### Text section ###

International audiences - and foreigners in India - who chance upon Indian films are always perplexed by the seemingly endless stream of songs that pepper every local film. Despite being the butt of many a joke and parody – the cliche of an Indian actress drenched in rain, writhing away sensuously to a sultry beat is a favourite with international observers of Indian cinema - the importance of song and dance in Indian cinema is as relevant as spices in Indian food (Oh God, not another cliche).

Baz Luhrmann is the first brave international director to have caught the bull - or rather, cow - by the horns and catapulted a song from a Bollywood (shameless name given to the Indian cinema industry by lazy western journalists) film into the razzmatazz of Moulin Rouge. When Nicole Kidman arrives on stage singing Sad Hindi Diamond Song, she is actually miming to a massive hit of 1998, Chamma Chamma (the sound of anklets on dancing feet) which was featured in the film China Gate.

“gets the hormones flying”

### Data rows ###

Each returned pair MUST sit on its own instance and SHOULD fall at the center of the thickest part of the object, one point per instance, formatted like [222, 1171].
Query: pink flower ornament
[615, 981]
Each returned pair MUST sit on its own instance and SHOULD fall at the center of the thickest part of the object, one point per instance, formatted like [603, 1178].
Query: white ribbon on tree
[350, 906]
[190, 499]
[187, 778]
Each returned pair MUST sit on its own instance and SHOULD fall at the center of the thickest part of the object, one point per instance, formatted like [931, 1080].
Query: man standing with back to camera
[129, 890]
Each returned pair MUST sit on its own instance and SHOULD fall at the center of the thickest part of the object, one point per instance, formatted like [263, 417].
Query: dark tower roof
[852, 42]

###

[Set exercise]
Carry on the piece about song and dance in Indian films from the point where it stops.

[Task response]
The song was picturised on Urmila Matondkar, one of India's sexiest actresses, a fact confirmed by the readers of a UK men's magazine a couple of years ago. The original song provides a break from the action in the movie which was loosely based on The Seven Samurai. The male leads arrive at a sort of gypsy camp and the ravishing Urmila breaks into the song which gets the hormones flying, even for some of the fiftysomething men.

Such breaks are essential to the plot of every Indian film. Songs push a story, enhance the characters and boost the plot while keeping viewers riveted, assuming the combination of dance and rhythm is spicy enough. This tradition stems from India's folk culture where travelling troubadours and dancers perform in open-air theatres at village fairs, even to this day. Stories from mythology and royalty are usually the inspiration for folk theatre.

“Maybe, other international directors will look at Bollywood more seriously”

But in the western context, the majority of Moulin Rouge viewers will probably see Chamma Chamma as yet another madcap dalliance by Luhrmann. Indians living in the west will probably tell their friends how great it is to see a Hindi song crossing over, assuming they are indeed proud of Bollywood considering half the films are straight lifts of Hollywood storylines.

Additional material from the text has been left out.